START Source excerpt

Take a fet and connect a resistor, or for set up purposes a variable resistor (trimmer), between gate and source. The drain is your "anode" and the gate your "cathode" of the resulting "constant current diode". If you require pretty accurate current you will need to adjust each one for the correct current and then replace the trimmer with a suitable fixed value resistor. The sample variation between fet's in IDss is quite wide hence the need to adjust each one on test. Try a 1K trimmer and for lower currents increase from there. With no resistance (trimmer at one end of track) you have the IDss of the fet itself and this is the max CC for that fet. Obviously you can leave the trimmer in if you want a variable CCS.
The commercial J501 etc are generally just exactly as described above but in a 2 pin package. I guess they make them with say 100R, 500R, 1K etc resistor and select them afterwards for correct current ie ones found to be within 0.9 and 1.1mA would be given the type number of a 1mA part. The higher the resistor the lower the constant current and the more "ideal" the CCS....
To test/adjust it put + 12V or so (9 - 20 fine) on the anode and a DMM set to measure current in the expected range (use 20mA or so range) from cathode to ground.

END Source excerpt
START Information given

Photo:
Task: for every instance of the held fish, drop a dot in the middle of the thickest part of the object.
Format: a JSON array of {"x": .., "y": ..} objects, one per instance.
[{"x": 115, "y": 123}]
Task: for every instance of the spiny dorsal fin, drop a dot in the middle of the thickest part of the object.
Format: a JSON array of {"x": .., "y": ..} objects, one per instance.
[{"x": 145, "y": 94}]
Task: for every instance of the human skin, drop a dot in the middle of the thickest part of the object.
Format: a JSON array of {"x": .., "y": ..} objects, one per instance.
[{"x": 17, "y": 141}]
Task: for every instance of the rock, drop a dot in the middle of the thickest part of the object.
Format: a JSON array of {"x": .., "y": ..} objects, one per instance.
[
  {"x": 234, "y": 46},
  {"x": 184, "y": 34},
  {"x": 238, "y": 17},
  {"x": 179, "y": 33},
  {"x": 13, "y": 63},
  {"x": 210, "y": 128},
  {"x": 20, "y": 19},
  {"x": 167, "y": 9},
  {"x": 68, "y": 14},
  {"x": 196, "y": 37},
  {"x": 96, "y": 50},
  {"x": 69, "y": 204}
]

END Information given

→ **Set of tasks**
- A) From the constant-current diode note, copy everything from "To test/adjust it" down to "cathode to ground.".
- B) The constant-current diode note guesses at resistor values that commercial parts might be made with. List those values.
- C) When testing or adjusting, what current range should the DMM be set to, according to the constant-current diode note?

→ **Results by task**
- A)
To test/adjust it put + 12V or so (9 - 20 fine) on the anode and a DMM set to measure current in the expected range (use 20mA or so range) from cathode to ground.

- B)
100R
500R
1K

- C) A range of about 20mA.